*WORK TO BE COMPLETED*. Please rescale the lines below by copying each one in full, requests included, and multiplying every vertex coordinate in the answers by 1.1. Round each result to a whole number, with halves rounding up.

****************

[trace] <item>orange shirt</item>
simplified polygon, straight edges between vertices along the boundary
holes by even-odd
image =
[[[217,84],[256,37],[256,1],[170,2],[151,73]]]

****************

*RESULT OF THE TASK*.
[trace] <item>orange shirt</item>
simplified polygon, straight edges between vertices along the boundary
holes by even-odd
image =
[[[239,92],[282,41],[282,1],[187,2],[166,80]]]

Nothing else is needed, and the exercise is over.